- Text block:

§

Darby Penney

"The entire public mental health system in America rests on the threat of force and coercion. For the first time a national group recognizes that those of us fighting for the rights of mental patients are part of the broader social justice movement." —Darby Penney, 2005

When Darby Penney took a job with the New York State Office of Mental Health (OMH) in 1987, she never thought that her own psychiatric history would have any bearing on her work. Though active in social justice movements, she was not aware that ex-patients opposed to the degradation they experienced in the name of treatment had organized to demand their rights. In 1989, while staffing a statewide planning advisory committee, she met members of this movement. “I looked around the room, “Penney recalls, “and realized that I was one of them, not one of the bureaucratic ‘suits.’That was the beginning of my education as an ex-patient activist.” In 1992, responding to pressure from advocates, OMH created a cabinet-level position to bring ex-patients’ perspectives into policy-making and the commissioner asked Penney to take the job.

For the next nine years, as OMH’s director of recipient affairs, Penney became an increasingly vocal advocate for the rights of people with psychiatric disabilities. She established peer advocacy programs, and worked to reduce restraint and seclusion, to increase opportunities for self-determination and to promote self-help programs.

In 1998, she learned that the State Archives office was seeking to document the history of mental health services. Realizing that no official documents had been created by patients themselves, Darby began to collect oral histories from current and former patients, with the encouragement of archives staff. The project, which profiled 200 individuals and is now available to researchers and the public, was “an historical gift to the state; there is nothing comparable anywhere,” says Kathleen Roe, Chief of Archival Services for New York State. “This was real pioneering work.”

When Willard Psychiatric Center closed in 1995, suitcases belonging to deceased patients were found in an attic. Rescued by the State Museum, the luggage was filled with old photographs, clothes, letters, and other belongings dating back to the 1890s. Here, Penney realized, was the material needed to commemorate those forgotten and marginalized lives. “These people had jobs, families, accomplishments and aspirations before they were locked up,” she says, noting that many of those who were involuntarily committed were immigrants.

§

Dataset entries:
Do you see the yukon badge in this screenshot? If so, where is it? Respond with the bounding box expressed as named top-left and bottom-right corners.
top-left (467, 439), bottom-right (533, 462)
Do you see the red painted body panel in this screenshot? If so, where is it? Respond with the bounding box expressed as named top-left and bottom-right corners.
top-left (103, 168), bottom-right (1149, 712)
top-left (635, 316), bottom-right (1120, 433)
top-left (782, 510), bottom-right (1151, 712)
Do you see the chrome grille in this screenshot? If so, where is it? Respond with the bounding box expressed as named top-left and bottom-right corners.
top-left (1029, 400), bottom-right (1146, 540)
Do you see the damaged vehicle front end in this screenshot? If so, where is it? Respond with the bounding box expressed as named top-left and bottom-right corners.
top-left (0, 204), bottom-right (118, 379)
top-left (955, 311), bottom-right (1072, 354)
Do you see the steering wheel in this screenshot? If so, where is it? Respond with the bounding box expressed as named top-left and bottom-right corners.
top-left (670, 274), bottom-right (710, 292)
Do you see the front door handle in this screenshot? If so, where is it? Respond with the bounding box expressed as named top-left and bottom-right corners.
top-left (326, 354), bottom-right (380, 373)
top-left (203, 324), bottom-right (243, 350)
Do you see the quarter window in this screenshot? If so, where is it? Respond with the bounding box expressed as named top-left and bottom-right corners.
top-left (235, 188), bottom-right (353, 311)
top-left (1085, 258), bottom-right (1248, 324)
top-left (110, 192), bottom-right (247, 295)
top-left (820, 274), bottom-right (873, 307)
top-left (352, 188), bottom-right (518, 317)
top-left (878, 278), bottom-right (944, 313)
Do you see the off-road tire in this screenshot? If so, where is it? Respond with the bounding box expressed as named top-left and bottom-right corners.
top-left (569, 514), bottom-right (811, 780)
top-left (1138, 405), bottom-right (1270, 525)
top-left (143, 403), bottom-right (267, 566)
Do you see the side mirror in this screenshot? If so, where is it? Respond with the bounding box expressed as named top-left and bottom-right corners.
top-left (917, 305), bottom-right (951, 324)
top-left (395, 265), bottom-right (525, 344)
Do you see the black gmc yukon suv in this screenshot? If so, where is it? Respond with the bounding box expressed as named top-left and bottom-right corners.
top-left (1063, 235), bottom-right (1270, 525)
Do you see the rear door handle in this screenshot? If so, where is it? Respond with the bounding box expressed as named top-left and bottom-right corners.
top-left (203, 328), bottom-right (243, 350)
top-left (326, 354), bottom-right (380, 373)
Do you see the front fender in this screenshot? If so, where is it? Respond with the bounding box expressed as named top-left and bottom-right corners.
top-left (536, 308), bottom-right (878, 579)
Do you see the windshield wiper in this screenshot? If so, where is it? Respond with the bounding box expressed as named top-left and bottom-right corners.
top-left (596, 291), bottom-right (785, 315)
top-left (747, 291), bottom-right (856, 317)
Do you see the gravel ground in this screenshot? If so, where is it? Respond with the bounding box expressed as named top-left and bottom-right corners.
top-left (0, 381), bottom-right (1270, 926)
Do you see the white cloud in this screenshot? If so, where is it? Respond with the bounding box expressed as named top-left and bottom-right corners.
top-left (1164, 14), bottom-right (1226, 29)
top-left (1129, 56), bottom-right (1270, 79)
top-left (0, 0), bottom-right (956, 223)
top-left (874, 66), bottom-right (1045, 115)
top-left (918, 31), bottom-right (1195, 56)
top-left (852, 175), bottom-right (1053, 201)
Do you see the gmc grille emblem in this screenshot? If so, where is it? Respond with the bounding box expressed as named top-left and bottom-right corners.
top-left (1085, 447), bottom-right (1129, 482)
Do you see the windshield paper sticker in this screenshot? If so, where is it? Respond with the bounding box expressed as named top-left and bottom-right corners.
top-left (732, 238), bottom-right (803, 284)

§

- Problems and tasks:
A. In the Darby Penney profile, in what year did OMH create a cabinet-level position to bring ex-patients' perspectives into policy-making?
B. Decide whether each statement agrees with the Darby Penney profile, answering yes or no and quoting the words from the profile that settle it: (i) Penney joined the New York State Office of Mental Health in 1987. (ii) The oral history project profiled 500 individuals. (iii) Willard Psychiatric Center closed in 1995.
C. Continue the Darby Penney profile from its last sentence.

- Results for each task:
A. 1992

B.
(i) Yes: "When Darby Penney took a job with the New York State Office of Mental Health (OMH) in 1987"
(ii) No: "The project, which profiled 200 individuals"
(iii) Yes: "When Willard Psychiatric Center closed in 1995"

C.
Over the next few years, Penney, photographer Lisa Rinzler, and Peter Stastny, M.D., researched the lives of the suitcase owners. In January 2004, an exhibit of photographs, artifacts and letters – “Lost Cases, Recovered Lives” – opened at the State Museum in Albany. Many of the 600,000 who visited during the show’s 9-month run wept as they walked through the exhibition. With foundation funding, the exhibit is now being re-created in a traveling version.

Penney’s opposition to coercive policies like forced electroshock and involuntary outpatient commitment eventually cost her her government job. Today, she heads the Community Consortium, a non-profit organization working for community integration and citizenship rights for people with psychiatric disabilities. By day, she works as a program manager and Senior Fellow at the Alden March Bioethics Institute at Albany Medical College.

Recognizing that the United States lags behind many other countries in the use of non-medical, non-coercive healing approaches for psychiatric patients, in 2003 Darby helped found the International Network of Treatment Alternatives for Recovery. To advance the rights of those who belong to the largest disability group in the country, she says, “We must break the stranglehold of the pharmaceutical industry on this field.”